* WHAT NEEDS TO BE DONE
Scan the records for the word "below". Copy each line that includes it.

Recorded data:
= = = =

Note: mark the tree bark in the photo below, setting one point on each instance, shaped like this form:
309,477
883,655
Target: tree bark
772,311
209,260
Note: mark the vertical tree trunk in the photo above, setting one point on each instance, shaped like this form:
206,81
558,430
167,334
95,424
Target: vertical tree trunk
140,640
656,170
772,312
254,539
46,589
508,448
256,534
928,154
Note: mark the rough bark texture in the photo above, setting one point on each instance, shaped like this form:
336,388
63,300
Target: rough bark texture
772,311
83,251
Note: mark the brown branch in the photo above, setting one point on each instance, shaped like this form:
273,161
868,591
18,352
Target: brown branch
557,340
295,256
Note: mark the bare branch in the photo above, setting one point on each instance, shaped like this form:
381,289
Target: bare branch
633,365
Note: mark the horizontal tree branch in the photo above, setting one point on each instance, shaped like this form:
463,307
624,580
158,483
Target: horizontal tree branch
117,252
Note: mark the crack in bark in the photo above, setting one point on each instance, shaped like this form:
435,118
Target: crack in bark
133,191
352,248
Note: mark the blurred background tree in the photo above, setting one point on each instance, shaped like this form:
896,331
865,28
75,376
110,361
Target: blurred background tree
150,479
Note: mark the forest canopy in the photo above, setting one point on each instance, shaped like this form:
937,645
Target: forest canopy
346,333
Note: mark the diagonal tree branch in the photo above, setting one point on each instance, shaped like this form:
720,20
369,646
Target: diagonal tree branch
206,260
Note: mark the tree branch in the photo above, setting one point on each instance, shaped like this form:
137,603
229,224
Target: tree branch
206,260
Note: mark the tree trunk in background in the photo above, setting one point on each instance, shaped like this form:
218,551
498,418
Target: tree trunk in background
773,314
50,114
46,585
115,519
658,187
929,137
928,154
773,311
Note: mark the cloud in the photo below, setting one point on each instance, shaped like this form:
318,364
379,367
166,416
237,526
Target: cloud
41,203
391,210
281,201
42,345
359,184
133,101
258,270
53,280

= = = =

* WRITTEN SOLUTION
Note: mark the tree bark in the photo below, setting one point on each instance, shaped like this form:
Note: mark the cloud in the photo below, setting one point on each instance, shaped like this form:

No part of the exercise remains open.